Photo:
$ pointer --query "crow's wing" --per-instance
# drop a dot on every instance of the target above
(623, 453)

^^^^

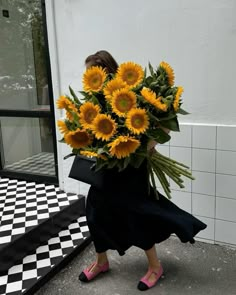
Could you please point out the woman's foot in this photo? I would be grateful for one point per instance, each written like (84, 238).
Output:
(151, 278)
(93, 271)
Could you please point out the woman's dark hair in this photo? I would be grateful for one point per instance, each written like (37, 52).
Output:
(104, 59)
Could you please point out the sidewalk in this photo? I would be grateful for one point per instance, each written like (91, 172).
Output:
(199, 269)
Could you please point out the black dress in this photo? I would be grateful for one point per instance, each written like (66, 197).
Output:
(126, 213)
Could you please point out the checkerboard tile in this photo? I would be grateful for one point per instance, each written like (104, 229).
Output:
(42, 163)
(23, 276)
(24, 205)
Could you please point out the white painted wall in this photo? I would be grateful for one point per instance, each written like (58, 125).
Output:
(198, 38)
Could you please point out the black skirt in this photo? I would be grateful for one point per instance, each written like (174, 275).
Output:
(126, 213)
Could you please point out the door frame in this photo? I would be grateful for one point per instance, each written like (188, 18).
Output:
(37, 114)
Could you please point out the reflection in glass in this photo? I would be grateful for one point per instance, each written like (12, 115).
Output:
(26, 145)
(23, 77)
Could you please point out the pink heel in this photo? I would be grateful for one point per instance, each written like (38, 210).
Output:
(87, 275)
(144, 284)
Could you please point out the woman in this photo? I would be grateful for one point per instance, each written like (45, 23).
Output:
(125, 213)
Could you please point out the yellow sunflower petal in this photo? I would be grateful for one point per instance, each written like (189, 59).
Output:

^^^^

* **Exercise requirements**
Scan the data above for the word "woman". Copy every line in which it is found.

* **Solved problem**
Could you please point out the woman's foot in this photo? I would be grateful for one point per instance, each written like (84, 238).
Could you please point out the woman's dark hair in this photo? I would be grateful for one point per instance, each written like (37, 52).
Could you please point out the woman in this photo? I would be grateful for one point per instance, each written like (45, 23).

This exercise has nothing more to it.